■ Requirements ■
What is needed is an exact repeat of the lines from the line containing "If you could point out the delivery" through the final line of the entries below, and nothing else.

■ Records shown ■
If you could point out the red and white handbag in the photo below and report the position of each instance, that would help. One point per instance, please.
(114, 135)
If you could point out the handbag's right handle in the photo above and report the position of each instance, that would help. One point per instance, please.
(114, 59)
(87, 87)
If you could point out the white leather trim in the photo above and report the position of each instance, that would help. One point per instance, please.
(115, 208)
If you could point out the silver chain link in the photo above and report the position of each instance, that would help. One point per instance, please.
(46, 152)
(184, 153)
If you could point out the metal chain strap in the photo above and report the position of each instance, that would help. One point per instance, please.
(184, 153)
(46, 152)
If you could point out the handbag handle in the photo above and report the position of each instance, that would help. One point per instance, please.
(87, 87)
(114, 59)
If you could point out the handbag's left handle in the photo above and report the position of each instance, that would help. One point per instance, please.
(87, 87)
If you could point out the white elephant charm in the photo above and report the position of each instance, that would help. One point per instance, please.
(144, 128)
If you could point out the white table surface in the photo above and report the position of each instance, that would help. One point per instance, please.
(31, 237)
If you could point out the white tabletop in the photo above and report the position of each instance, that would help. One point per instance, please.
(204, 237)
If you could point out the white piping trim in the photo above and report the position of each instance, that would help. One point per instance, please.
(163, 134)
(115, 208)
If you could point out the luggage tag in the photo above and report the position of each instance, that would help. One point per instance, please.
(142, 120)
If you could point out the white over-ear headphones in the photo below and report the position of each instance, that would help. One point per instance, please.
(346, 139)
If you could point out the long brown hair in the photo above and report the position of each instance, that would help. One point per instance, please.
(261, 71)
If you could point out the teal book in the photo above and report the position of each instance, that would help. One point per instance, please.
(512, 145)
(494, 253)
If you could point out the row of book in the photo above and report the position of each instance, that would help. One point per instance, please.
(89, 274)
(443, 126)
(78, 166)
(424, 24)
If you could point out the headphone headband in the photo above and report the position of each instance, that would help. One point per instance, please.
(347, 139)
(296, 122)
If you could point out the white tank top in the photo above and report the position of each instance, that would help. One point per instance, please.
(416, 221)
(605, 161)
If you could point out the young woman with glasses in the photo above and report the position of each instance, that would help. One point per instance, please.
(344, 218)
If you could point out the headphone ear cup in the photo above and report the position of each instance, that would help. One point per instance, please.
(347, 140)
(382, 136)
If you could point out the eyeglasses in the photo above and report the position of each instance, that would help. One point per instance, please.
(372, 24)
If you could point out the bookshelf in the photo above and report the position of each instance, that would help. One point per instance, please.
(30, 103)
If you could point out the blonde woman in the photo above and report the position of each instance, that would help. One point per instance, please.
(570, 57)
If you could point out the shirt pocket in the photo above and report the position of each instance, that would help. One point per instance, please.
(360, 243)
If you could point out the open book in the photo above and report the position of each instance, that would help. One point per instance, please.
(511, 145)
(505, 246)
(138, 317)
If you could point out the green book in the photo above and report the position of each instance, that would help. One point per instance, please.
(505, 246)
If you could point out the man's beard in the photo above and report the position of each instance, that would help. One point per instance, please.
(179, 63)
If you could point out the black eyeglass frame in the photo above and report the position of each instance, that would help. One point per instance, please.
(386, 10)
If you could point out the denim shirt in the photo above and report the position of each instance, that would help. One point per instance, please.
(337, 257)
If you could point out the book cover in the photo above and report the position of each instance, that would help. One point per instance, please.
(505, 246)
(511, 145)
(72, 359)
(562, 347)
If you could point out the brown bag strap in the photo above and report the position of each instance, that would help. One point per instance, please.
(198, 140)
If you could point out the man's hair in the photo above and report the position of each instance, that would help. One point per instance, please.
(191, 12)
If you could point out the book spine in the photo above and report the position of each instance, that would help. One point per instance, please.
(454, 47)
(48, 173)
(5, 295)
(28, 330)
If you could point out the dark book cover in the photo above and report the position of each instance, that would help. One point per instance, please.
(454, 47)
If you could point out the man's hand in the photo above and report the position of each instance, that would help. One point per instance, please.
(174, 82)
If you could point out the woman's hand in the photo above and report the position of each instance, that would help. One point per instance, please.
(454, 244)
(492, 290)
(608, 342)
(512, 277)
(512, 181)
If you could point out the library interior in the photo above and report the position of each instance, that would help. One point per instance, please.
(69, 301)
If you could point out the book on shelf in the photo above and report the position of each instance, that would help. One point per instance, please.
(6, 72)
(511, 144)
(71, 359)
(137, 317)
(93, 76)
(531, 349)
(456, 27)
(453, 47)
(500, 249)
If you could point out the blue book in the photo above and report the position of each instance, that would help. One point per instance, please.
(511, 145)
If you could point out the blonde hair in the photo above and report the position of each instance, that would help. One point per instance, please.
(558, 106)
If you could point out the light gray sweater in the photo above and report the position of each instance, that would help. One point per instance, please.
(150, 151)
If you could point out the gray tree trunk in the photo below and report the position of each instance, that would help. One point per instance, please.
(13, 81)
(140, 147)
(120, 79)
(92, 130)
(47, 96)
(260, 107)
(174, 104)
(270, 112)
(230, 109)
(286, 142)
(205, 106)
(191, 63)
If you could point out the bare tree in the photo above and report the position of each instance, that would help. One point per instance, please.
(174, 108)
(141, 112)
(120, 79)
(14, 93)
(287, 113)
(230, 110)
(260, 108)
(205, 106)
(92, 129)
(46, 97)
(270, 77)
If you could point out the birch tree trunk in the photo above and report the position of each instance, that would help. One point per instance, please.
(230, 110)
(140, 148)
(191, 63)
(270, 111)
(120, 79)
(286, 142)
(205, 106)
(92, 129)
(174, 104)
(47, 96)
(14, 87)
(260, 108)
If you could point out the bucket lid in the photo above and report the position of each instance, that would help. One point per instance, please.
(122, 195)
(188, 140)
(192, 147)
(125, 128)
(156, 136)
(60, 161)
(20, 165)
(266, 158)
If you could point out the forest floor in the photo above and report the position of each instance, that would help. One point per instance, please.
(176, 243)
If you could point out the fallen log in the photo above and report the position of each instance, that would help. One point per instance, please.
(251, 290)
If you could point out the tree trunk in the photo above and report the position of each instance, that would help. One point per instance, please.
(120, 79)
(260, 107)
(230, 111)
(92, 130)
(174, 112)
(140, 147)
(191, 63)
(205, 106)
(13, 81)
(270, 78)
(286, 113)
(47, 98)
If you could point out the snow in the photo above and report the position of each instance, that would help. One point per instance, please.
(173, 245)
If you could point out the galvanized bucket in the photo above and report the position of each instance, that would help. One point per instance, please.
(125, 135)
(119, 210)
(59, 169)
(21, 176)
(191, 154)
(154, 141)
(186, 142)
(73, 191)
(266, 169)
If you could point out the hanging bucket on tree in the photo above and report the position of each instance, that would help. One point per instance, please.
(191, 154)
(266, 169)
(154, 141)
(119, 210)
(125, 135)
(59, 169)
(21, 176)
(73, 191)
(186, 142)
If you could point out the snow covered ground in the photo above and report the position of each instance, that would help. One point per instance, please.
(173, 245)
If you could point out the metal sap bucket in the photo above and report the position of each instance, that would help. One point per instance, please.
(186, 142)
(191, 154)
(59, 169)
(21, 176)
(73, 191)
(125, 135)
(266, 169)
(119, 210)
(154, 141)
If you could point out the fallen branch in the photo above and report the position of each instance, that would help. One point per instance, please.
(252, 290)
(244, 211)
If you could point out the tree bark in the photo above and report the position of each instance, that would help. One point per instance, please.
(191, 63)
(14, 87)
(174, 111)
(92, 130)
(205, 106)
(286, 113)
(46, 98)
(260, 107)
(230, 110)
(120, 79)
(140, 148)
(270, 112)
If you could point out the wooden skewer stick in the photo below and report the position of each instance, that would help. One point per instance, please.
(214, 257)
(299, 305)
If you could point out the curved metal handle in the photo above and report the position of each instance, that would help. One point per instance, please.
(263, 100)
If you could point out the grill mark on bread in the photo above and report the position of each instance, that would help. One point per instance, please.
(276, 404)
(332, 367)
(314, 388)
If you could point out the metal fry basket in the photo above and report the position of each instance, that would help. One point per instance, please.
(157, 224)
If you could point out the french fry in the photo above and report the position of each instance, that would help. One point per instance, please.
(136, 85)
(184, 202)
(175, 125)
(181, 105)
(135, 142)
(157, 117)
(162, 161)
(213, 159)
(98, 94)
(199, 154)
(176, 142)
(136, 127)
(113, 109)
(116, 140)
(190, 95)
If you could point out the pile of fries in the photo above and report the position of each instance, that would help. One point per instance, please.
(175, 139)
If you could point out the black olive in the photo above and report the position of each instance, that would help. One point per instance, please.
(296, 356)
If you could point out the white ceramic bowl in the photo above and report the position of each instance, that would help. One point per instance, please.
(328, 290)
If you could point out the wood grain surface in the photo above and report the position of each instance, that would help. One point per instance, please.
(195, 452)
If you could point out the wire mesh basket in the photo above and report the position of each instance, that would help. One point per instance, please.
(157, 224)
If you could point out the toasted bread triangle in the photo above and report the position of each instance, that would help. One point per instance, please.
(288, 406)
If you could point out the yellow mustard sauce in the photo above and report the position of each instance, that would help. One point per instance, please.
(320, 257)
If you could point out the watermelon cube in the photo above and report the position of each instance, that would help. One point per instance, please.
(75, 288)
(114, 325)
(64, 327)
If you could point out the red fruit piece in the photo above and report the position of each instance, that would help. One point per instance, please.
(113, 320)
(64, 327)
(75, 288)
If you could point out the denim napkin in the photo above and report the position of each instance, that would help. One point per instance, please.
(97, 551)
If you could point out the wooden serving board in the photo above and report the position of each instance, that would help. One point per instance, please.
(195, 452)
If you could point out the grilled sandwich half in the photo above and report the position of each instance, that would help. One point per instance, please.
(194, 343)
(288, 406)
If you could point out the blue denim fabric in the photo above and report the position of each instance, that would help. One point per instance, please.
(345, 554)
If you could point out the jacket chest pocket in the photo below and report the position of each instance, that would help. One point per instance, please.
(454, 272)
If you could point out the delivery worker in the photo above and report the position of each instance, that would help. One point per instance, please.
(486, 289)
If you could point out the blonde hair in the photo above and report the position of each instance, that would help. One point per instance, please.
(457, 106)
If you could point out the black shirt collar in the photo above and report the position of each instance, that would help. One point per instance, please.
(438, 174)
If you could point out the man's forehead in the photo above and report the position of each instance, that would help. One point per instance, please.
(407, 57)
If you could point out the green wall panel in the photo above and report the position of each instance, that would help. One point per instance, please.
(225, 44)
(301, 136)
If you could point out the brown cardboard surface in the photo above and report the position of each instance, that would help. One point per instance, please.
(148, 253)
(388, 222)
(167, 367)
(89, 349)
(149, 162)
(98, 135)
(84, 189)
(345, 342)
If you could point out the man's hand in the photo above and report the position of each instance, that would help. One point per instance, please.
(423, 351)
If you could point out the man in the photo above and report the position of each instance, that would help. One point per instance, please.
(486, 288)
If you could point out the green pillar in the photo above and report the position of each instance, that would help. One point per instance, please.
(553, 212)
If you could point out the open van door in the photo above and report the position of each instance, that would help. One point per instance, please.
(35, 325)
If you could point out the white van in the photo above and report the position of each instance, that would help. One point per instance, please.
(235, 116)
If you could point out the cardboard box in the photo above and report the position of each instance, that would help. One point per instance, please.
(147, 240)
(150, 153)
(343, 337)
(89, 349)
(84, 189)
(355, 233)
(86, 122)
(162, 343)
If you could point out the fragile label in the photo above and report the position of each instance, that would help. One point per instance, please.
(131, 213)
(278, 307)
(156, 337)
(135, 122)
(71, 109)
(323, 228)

■ Response ■
If you could point out the delivery worker in the photo above and report the position of each instance, that would help. One point per instance, please.
(486, 289)
If you could point out the blonde hair in the photo above and report the position of each instance, that would help. One point per instance, please.
(457, 106)
If you could point out the black shirt collar in the photo above and report the position of each instance, that would help. One point per instance, please.
(438, 174)
If you could point out the man's forehead in the photo above and report the position of each instance, that would help. One point per instance, please.
(407, 57)
If you could point out the green wall panel in the photo above and report the position of each instance, that would help. One point per instance, please.
(225, 44)
(301, 136)
If you could point out the brown cardboard surface in the photo above and report the position of each instance, that would help. One point per instance, please.
(148, 253)
(388, 222)
(167, 367)
(89, 349)
(149, 162)
(98, 135)
(84, 189)
(345, 342)
If you could point out the man's hand in the photo above and report the position of each instance, that would help. One point per instance, please.
(423, 351)
If you could point out the man in the photo above and report the position of each instance, that would help. One point per instance, please.
(486, 288)
If you could point out the green pillar in the photo above and report the position of each instance, that would help. One point per instance, please.
(553, 212)
If you could point out the open van door in the photo above and report the position of each instance, that would help. One point per instance, please.
(35, 325)
If you could point out the white van in the photo above and report the position of each instance, that would help. One point per instance, please.
(235, 116)
If you could point out the cardboard box in the photo above and report the position of each instance, that would help. One point per instance, please.
(147, 240)
(150, 153)
(343, 337)
(89, 349)
(84, 189)
(355, 233)
(86, 122)
(162, 343)
If you could point out the fragile label in the photo above and report the position of each instance, that would help. One point per instance, please.
(131, 213)
(278, 307)
(156, 337)
(135, 122)
(71, 109)
(323, 228)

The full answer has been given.